After drifting off China’s entertainment radar for a while, Chinese model and actress Qu Ying (瞿颖) is entering a second act. A recent appearance on Papi Jiang’s talk show Hot Welcome (热烈欢迎) has pushed her back into the spotlight. It didn’t come through a polished celebrity image, but through a string of unintentional, deadpan jokes that have lit up Chinese social media, and it’s landed Qu Ying an ad with dairy brand Satine.
Clips of Qu mixing up English words – ‘spinach’ and ‘Spanish’, ‘percent’ and ‘person’ – have become memes. It’s offbeat, and perhaps even dated, humour but it feels fresh and relatable.

Dairy brand, Satine (金典), has moved in quick, announcing Qu Ying as ambassador for its fresh milk line (鲜活), and in doing so, converting her renewed relevance into a chance for some fin commercial work.
For the ad push, Satine lifts Qu’s viral lines directly into campaign visuals, turning language confusion into product messaging. The central line – ‘好喝不需要翻译’ (Good taste needs no translation) – ties the humour back to the product, running personality, meme and selling point into a single idea.

> _Information supplied_:
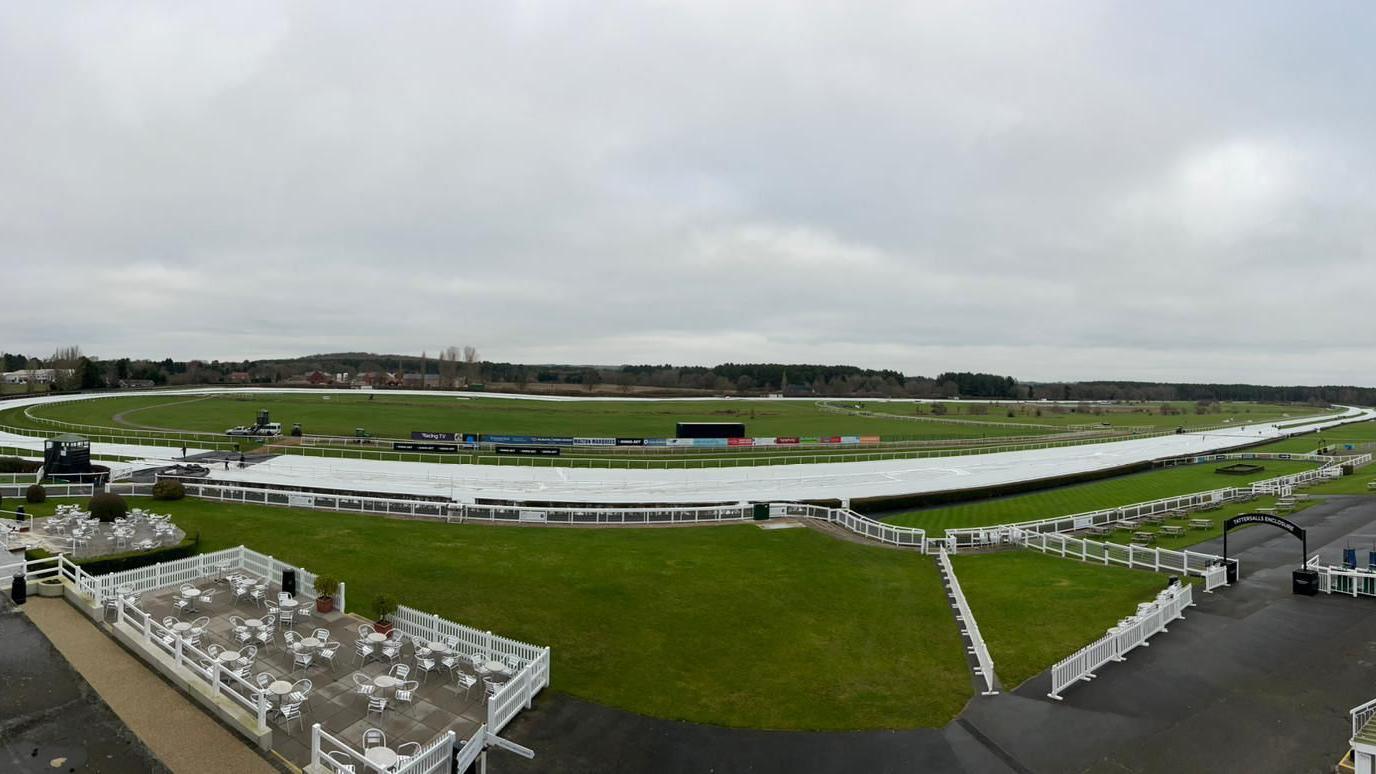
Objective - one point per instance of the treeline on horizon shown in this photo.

> _Work to be completed_:
Can you extend the article on Qu Ying's comeback and her Satine milk campaign, picking up right after its final sentence?

> _Output for this task_:
Online, users have extended the joke format with their own riffs, pushing the campaign beyond paid media into something more iterative and social. On platforms like Rednote (小红书) and Weibo (微博), this has played out through layered interaction: comment sections evolve into parallel joke threads, while short-form video users recreate and escalate the format through duets, edits and parody clips.
One noted that Qu Ying’s green dress is the colour of spinach (though they missed some low-hanging fruit with a Spanish gag there). Another was so keen on the campaign they commented saying ‘This wave must be supported.’ It might look like a celeb endorsement, but this is really all about cultural literacy and a sharp eye for timing.